• _RECORDS FOR THIS TASK_:
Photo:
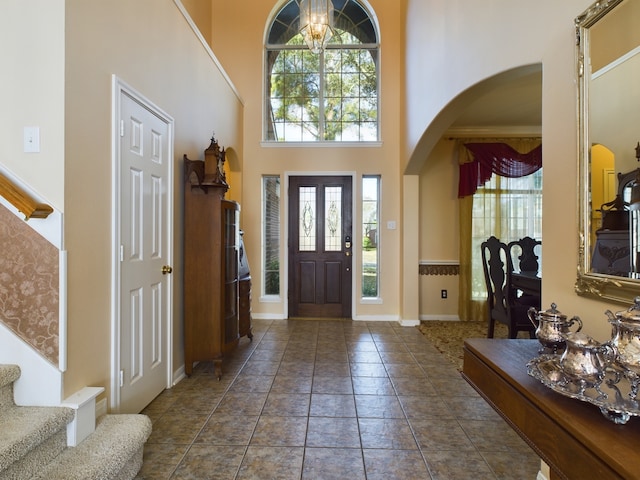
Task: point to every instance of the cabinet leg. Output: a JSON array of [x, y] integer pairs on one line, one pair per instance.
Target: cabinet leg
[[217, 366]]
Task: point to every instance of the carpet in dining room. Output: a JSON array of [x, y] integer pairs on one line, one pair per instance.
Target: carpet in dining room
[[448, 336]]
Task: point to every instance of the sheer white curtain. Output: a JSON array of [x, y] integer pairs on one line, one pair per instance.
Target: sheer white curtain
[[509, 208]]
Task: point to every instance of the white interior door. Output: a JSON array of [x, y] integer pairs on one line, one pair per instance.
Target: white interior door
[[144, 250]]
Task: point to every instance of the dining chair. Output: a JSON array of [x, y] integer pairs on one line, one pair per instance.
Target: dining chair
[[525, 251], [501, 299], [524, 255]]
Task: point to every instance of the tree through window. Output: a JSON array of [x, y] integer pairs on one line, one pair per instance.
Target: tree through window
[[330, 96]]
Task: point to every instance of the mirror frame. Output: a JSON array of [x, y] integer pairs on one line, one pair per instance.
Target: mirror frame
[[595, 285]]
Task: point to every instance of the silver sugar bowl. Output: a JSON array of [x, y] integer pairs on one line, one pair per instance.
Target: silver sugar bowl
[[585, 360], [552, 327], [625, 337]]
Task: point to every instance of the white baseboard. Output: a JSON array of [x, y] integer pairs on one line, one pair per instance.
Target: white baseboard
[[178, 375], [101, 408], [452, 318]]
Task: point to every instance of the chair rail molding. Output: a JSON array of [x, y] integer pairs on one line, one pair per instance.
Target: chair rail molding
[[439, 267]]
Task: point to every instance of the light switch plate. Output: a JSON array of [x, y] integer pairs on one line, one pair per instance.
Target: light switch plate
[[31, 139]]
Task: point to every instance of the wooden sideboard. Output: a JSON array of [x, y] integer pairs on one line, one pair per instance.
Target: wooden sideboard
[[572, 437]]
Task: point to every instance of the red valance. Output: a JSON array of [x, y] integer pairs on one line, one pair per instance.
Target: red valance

• _STATED TASK_: Copy out the stretch from the start of the records through the line containing "[[217, 366]]", both ends included. Leave the pictures out of your answer.

• _OUTPUT_:
Photo:
Task: point to every instance of the cabinet leg. Output: a JSON array of [x, y] integer pairs on one line, one pair per instance.
Target: cabinet leg
[[217, 366]]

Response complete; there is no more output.